◆ WORK REQUIRED
Name each place that the passage on railways below mentions, listing each place only once.

◆ SELECTED TEXT
Will railways be able to find its feet again?Every patriotic person of this country is sad over the step-motherly treatment meted to this very important mode of transport by the successive governments. It goes without saying that from 1960 onwards the road transporters whether they were bus , wagon or truck owners wielded considerable influence in the corridors of power. They knew that if railways flourished they will not be able to make a quick buck. They, therefore saw to it that no effort on the part of the government to develop railway succeed.
We had inherited a very good and efficient railway system from the Britishers in 1947. Despite the fact that technology wasn’t as developed as it is today the British railway engineers constructed railway line in the jagged and rugged terrain of Balochistan and KPK is such a manner which defies imagination. Even today’s engineers marvel at their ingenuity. Over 15000 labourers used to work when railway lines, bridges over them and tunnels were being dug in the mid of nineteenth century when Lord Dalhousie was Governor General of the then India. Thousand of labourers and mechanics had died of accidents and disease while constructing rail line in Balochstan and KPK. Both of these areas were considered by the Brits as strategically very important. They also wanted to extend their area of influence to Afghanistan and Iran too where they feared that Russia might try to gain a foothold.

◆ EXTRACTED DATA

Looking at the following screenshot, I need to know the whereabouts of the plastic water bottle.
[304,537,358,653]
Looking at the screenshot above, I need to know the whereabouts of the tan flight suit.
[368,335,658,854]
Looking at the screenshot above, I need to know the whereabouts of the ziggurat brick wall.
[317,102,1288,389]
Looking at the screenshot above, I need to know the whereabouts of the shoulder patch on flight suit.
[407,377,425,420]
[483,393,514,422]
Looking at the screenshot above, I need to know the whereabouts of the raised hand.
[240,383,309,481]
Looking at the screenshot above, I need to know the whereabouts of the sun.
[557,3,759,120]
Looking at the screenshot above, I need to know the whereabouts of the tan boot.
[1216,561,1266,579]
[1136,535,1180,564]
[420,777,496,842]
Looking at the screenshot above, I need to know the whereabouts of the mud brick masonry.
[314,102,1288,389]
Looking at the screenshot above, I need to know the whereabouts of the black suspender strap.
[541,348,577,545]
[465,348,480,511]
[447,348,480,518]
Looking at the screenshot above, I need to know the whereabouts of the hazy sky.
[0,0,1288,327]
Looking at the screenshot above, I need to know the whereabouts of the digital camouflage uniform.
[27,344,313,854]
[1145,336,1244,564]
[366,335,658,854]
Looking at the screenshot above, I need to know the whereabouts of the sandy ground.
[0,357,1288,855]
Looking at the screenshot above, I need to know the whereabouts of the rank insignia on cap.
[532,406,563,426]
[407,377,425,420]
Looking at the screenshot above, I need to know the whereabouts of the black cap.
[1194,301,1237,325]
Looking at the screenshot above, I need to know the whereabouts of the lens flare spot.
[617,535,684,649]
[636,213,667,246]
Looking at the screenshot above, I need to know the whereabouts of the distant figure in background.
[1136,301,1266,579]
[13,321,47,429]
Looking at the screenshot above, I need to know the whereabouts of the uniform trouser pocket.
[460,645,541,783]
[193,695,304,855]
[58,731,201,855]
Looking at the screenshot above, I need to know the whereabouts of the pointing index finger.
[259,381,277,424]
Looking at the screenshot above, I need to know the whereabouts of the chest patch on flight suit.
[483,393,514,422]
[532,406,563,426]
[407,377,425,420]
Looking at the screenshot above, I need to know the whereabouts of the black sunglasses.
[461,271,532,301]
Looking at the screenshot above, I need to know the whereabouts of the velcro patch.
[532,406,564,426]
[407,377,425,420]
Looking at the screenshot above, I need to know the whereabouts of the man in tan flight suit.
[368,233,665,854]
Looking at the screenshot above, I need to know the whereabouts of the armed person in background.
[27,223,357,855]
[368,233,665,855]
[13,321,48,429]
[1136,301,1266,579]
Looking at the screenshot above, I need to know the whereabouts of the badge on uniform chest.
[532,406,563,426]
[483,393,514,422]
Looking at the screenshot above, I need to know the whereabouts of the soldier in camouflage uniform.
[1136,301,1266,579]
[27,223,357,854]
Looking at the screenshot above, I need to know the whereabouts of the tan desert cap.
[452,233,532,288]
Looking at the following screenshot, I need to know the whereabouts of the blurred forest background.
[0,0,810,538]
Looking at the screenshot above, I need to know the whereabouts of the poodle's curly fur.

◆ YOUR RESPONSE
Balochistan, KPK, India, Afghanistan, Iran, Russia